→ **Written exercise**
Please output the entries below from the line that contains "Each instance gets a single point. Label the tree line" through the final line, reproduced exactly and alone.

## BEGIN Raw data

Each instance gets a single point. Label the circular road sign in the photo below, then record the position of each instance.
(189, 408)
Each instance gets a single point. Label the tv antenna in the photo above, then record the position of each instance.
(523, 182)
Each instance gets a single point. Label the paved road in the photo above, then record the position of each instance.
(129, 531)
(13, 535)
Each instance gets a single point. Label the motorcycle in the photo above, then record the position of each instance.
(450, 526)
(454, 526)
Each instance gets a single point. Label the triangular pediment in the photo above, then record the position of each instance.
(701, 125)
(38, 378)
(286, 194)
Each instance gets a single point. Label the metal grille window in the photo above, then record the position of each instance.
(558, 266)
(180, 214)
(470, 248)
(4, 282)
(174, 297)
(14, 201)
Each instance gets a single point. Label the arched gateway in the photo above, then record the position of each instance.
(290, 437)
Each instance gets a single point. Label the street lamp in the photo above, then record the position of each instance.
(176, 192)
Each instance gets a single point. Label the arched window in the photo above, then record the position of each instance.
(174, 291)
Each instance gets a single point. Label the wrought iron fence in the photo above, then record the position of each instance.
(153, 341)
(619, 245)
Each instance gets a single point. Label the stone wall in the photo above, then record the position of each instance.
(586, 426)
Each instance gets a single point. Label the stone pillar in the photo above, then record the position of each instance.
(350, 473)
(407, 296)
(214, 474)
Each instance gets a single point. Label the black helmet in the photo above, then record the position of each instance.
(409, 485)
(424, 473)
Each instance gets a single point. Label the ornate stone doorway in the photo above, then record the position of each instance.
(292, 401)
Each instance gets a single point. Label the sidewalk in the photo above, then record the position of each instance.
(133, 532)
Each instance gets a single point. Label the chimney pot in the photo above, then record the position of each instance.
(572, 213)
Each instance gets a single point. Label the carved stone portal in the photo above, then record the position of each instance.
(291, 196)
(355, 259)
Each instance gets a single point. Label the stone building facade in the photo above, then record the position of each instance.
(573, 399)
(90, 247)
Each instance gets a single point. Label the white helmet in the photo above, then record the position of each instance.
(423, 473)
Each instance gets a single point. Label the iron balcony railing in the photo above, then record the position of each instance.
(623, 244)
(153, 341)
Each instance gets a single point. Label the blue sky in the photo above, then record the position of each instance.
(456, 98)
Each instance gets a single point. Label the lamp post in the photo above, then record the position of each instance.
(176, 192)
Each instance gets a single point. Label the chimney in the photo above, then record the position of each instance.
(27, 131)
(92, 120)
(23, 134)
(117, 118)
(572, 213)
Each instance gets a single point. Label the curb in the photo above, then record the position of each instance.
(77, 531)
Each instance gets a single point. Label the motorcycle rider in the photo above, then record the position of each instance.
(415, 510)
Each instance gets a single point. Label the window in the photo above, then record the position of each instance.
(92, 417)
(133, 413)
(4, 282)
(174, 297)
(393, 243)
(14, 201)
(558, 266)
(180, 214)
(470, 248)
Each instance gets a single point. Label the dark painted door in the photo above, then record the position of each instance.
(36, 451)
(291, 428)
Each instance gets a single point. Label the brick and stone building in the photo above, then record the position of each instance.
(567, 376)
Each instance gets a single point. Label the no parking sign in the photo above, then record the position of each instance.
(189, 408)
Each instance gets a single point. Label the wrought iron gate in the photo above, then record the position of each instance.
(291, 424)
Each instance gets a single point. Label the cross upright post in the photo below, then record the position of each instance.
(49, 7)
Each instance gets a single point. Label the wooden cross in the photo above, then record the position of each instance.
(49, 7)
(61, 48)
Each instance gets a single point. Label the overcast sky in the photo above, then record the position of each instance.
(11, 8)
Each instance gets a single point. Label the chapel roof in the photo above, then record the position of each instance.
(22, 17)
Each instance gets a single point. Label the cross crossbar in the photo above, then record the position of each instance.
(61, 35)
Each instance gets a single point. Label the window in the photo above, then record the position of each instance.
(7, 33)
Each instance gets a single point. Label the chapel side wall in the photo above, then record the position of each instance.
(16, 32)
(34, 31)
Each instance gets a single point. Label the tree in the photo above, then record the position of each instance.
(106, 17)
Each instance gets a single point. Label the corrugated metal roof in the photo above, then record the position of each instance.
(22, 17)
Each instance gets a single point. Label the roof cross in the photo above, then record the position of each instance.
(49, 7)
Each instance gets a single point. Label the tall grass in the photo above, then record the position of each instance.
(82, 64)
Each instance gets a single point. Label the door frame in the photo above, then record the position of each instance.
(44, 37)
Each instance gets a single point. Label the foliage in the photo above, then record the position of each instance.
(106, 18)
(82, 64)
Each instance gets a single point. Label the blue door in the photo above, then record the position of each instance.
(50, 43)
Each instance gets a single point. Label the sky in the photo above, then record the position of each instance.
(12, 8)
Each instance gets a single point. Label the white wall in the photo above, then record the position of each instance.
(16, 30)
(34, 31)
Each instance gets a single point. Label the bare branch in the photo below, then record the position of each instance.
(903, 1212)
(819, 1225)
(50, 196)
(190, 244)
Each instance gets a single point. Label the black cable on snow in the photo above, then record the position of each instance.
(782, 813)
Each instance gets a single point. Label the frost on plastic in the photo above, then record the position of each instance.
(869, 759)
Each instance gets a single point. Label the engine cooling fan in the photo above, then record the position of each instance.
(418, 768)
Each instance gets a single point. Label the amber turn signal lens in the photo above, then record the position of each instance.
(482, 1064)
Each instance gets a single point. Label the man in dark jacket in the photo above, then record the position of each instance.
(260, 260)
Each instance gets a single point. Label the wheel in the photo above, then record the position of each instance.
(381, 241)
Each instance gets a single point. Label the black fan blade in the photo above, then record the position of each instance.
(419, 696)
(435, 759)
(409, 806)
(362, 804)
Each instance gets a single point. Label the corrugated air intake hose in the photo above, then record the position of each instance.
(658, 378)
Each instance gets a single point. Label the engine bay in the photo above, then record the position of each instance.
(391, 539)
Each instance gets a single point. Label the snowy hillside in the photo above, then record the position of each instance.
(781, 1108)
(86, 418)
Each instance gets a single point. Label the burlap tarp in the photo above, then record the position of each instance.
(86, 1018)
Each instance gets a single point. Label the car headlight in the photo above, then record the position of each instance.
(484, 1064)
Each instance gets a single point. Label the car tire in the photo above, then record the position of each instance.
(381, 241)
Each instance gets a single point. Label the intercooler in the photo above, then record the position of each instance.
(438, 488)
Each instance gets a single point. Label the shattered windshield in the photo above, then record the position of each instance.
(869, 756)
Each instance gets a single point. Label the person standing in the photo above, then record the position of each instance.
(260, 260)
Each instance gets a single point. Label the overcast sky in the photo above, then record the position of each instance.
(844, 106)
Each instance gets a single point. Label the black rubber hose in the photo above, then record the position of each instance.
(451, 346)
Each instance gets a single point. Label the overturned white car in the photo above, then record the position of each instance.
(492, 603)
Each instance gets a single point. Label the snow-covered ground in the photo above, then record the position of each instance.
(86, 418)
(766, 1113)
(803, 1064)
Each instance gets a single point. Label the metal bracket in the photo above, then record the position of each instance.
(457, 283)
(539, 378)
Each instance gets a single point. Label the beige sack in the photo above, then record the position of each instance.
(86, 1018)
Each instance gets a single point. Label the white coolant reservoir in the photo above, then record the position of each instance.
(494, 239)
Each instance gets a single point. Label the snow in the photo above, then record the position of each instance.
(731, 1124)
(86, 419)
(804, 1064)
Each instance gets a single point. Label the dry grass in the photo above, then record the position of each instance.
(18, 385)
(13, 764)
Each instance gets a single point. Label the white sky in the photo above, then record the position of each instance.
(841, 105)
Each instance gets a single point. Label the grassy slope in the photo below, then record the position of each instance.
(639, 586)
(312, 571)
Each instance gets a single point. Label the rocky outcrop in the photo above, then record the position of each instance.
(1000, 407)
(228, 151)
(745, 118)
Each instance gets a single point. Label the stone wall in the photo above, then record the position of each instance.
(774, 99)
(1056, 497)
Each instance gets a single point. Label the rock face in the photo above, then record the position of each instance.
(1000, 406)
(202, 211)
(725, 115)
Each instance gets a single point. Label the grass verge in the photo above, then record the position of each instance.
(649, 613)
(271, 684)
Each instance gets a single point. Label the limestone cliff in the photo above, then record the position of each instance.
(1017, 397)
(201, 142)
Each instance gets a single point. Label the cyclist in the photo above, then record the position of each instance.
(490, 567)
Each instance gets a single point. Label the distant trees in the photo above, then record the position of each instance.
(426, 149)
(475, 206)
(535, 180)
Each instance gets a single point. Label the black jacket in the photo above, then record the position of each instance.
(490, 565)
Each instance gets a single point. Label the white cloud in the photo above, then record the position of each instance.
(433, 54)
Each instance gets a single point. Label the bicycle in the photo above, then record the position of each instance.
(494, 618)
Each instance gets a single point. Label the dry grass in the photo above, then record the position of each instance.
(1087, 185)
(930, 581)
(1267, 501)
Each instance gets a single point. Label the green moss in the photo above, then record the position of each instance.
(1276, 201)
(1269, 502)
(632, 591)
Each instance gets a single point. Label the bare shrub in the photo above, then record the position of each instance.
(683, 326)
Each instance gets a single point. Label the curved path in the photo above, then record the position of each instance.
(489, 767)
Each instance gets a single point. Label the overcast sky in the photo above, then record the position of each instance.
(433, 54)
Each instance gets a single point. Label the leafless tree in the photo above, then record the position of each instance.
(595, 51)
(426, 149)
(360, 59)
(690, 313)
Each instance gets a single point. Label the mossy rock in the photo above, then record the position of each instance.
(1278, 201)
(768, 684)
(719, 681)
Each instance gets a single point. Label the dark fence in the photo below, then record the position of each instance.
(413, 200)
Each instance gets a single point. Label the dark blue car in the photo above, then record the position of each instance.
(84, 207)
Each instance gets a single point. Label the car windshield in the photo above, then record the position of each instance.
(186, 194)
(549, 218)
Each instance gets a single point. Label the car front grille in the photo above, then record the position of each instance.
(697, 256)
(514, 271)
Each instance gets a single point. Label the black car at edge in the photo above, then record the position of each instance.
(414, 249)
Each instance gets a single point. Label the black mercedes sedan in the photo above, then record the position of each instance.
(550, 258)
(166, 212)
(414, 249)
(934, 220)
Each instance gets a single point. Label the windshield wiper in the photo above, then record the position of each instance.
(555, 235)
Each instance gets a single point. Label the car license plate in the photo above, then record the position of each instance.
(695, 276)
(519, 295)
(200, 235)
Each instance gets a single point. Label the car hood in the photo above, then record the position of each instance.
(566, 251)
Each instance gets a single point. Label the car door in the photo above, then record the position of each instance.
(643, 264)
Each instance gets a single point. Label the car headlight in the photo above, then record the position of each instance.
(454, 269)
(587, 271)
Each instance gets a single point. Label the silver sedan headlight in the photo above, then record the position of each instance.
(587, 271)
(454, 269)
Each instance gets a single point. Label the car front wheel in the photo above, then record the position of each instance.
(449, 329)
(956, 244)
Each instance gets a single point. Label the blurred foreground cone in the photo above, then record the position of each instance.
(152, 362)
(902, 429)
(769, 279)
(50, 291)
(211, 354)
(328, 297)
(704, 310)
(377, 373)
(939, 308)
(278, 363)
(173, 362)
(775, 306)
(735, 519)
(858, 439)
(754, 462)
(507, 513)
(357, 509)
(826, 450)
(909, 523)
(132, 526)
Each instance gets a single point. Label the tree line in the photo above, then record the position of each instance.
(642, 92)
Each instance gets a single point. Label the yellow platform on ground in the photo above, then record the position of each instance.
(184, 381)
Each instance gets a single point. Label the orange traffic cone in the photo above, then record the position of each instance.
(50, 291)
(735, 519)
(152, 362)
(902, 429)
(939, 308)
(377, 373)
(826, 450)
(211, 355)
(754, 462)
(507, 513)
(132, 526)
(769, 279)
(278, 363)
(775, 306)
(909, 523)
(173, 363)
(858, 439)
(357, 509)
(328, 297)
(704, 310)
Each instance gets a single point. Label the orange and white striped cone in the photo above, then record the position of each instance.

## END Raw data

→ **Result of this exercise**
Each instance gets a single point. Label the tree line in the photo above, then record the position of each instance.
(642, 92)
Each instance gets a single point. Label the yellow platform on ground in the photo above, then record the position of each instance.
(184, 381)
Each instance gets a single point. Label the orange traffic cone in the photo above, then record the position of each instance.
(50, 291)
(735, 519)
(152, 362)
(902, 429)
(939, 308)
(377, 373)
(826, 450)
(211, 355)
(754, 462)
(507, 513)
(132, 526)
(769, 279)
(278, 363)
(775, 306)
(909, 523)
(173, 363)
(858, 439)
(357, 509)
(328, 297)
(704, 310)
Each instance gets a single point. Label the orange and white striped cone in the photo above, then record the position of each instance.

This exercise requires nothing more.